■ EXERCISE ■
Could you reproduce word for word everything in the records below, from the line containing "Target: polished white stone floor" down to the end of the records?

■ RECORDS PROVIDED ■

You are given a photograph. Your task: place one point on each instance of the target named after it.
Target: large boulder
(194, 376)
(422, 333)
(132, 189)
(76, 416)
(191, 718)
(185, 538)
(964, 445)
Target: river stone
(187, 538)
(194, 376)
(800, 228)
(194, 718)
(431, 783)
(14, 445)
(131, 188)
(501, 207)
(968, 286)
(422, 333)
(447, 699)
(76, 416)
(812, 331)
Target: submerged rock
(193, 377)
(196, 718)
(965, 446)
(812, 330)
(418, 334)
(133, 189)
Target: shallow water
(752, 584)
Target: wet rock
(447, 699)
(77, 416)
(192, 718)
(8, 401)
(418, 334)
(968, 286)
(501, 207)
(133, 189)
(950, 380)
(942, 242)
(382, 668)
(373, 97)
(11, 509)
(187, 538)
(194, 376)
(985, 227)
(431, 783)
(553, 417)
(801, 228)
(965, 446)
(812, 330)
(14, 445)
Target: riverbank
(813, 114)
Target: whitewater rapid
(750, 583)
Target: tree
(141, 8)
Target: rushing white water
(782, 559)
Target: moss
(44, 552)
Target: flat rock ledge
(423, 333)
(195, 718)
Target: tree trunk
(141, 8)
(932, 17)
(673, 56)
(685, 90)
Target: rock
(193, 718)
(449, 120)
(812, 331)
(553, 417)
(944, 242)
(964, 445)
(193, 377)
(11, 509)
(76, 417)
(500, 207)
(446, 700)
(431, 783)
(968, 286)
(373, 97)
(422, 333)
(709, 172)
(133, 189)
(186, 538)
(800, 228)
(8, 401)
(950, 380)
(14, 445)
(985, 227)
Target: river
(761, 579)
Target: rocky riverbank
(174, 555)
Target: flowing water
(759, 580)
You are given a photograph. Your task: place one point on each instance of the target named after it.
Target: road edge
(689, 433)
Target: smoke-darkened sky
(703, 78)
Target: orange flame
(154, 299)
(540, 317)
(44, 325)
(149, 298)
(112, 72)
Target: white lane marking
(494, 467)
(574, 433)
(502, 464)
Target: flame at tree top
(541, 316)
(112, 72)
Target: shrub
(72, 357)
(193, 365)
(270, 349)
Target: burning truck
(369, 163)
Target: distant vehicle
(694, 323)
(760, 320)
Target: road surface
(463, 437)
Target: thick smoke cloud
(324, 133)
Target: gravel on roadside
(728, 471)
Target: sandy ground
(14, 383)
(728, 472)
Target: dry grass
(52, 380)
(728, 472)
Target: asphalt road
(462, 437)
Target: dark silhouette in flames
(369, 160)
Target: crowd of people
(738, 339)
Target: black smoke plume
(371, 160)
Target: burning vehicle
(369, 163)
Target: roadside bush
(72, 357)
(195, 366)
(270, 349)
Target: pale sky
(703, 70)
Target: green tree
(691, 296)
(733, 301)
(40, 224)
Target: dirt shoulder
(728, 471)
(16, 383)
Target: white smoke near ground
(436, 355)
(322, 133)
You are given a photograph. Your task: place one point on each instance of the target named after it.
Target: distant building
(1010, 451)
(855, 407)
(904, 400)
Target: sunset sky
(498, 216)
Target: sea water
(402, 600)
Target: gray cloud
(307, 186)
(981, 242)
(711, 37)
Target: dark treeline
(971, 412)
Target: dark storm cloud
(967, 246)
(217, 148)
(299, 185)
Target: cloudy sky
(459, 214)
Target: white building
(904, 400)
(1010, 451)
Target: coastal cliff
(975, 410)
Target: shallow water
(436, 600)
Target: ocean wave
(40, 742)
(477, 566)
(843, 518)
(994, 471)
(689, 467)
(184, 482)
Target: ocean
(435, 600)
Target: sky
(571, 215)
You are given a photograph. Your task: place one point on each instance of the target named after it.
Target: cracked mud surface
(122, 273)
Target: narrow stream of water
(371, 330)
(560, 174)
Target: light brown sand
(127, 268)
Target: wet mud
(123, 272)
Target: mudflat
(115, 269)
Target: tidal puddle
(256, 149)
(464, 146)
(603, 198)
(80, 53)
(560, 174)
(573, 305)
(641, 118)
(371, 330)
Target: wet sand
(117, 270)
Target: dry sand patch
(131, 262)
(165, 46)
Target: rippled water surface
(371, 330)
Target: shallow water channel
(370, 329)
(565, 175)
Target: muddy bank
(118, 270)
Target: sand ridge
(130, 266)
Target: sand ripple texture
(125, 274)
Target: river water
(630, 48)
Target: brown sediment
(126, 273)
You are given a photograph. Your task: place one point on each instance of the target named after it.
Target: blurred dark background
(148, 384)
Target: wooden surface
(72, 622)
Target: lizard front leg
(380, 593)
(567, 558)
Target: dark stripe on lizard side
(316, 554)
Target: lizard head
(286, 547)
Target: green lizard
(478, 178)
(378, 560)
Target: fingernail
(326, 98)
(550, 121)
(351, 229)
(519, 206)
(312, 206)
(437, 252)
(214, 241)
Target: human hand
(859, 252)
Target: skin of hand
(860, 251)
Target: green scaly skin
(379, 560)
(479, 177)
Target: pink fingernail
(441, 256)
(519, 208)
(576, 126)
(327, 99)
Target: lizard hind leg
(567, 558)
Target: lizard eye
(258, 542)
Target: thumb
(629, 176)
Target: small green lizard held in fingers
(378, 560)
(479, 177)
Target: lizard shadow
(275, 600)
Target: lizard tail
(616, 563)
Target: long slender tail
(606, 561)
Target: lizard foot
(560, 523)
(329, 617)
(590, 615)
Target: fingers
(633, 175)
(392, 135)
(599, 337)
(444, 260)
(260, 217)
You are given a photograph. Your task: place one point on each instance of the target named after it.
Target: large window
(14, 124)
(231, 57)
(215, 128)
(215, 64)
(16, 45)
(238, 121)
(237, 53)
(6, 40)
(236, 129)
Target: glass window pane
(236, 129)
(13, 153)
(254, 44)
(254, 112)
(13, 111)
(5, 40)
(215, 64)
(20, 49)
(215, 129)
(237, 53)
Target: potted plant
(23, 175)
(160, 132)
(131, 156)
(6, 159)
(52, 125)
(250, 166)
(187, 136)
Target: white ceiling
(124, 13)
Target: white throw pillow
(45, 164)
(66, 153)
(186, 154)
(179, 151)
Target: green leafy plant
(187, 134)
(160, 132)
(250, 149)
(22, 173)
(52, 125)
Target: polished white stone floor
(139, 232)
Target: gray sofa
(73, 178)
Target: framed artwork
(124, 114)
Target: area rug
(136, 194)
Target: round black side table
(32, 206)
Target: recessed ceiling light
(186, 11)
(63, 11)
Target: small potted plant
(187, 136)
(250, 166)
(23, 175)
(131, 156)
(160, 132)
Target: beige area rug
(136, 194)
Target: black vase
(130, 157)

■ RESPONSE ■
Target: polished white stone floor
(139, 232)
Target: gray sofa
(73, 178)
Target: framed artwork
(124, 114)
Target: area rug
(136, 194)
Target: round black side table
(32, 206)
Target: recessed ceiling light
(186, 11)
(63, 11)
Target: small potted plant
(187, 136)
(250, 166)
(23, 175)
(131, 156)
(160, 132)
Target: beige area rug
(136, 194)
Target: black vase
(130, 157)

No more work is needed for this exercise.